**Input records:**
↓
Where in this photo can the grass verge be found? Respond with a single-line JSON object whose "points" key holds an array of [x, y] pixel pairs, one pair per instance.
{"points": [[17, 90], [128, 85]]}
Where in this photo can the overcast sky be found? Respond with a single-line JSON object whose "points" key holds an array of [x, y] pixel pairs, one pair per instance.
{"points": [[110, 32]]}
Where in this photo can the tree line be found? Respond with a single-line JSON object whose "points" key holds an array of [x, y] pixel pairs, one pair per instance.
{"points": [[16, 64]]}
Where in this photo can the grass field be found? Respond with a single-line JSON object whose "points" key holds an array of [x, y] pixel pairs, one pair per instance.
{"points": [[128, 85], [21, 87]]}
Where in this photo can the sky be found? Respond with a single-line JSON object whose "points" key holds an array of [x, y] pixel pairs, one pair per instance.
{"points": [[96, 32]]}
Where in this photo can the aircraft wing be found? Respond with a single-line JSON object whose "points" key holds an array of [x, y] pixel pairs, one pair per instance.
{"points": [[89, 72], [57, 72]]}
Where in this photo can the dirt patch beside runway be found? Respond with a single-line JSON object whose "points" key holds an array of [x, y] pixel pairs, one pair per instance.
↑
↓
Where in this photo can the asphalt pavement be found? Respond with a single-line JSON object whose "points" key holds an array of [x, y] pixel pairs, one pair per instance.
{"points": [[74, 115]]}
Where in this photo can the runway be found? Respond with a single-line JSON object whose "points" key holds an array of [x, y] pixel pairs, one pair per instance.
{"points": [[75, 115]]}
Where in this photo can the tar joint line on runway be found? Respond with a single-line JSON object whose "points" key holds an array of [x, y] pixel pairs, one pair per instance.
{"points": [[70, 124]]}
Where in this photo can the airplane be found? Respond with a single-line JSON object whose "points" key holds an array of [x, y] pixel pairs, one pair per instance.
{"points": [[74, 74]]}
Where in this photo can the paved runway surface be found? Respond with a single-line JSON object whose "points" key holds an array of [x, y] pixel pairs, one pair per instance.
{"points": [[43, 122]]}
↑
↓
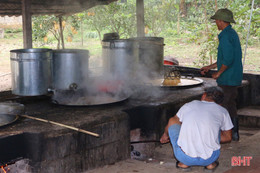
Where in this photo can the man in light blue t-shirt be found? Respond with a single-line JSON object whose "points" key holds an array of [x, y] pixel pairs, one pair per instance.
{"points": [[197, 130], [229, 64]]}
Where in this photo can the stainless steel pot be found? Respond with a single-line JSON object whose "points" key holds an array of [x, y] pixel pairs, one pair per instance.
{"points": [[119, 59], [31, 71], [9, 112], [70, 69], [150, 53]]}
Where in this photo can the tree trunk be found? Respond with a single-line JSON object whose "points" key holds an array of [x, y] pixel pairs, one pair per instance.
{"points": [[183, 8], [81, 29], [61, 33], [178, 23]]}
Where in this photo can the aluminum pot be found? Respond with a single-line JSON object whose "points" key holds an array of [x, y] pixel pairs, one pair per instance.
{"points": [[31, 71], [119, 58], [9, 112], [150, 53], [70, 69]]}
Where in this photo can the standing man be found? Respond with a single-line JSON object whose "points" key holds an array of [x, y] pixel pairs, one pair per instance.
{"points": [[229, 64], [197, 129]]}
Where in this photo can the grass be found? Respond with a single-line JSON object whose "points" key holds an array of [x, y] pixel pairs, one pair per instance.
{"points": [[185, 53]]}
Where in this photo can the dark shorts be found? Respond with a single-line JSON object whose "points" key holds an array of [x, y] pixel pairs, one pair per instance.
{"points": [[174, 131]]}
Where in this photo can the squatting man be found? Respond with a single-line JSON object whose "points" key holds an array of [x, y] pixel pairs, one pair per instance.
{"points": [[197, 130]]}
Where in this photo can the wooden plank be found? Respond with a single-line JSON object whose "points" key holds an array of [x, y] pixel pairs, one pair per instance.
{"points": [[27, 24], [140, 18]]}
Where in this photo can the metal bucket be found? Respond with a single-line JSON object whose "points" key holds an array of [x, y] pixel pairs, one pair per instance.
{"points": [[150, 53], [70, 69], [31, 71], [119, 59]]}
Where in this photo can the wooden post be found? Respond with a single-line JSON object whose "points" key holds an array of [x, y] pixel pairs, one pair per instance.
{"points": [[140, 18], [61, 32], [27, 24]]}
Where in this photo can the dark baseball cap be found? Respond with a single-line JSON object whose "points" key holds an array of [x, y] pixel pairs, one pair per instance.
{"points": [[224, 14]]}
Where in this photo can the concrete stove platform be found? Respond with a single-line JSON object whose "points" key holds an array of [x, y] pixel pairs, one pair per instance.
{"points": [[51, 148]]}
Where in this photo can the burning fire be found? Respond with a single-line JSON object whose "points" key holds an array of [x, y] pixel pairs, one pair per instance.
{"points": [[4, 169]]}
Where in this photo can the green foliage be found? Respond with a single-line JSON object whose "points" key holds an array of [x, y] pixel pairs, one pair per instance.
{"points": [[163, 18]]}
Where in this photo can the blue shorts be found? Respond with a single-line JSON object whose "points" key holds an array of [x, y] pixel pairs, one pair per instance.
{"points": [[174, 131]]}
↑
**Given instruction:** Pull out every line of the records that contains the word "shorts" and copy each one in full. Case counts.

**Answer to the exercise:**
Where in this photo can the dark shorts be found? Respond with a single-line JSON object whose "points" key holds an array of [x, y] pixel pairs, one pair per instance.
Where in this photo can the blue shorts be found? Respond with a single-line JSON object whose "points" key holds an array of [x, y] pixel pairs, one pair per instance.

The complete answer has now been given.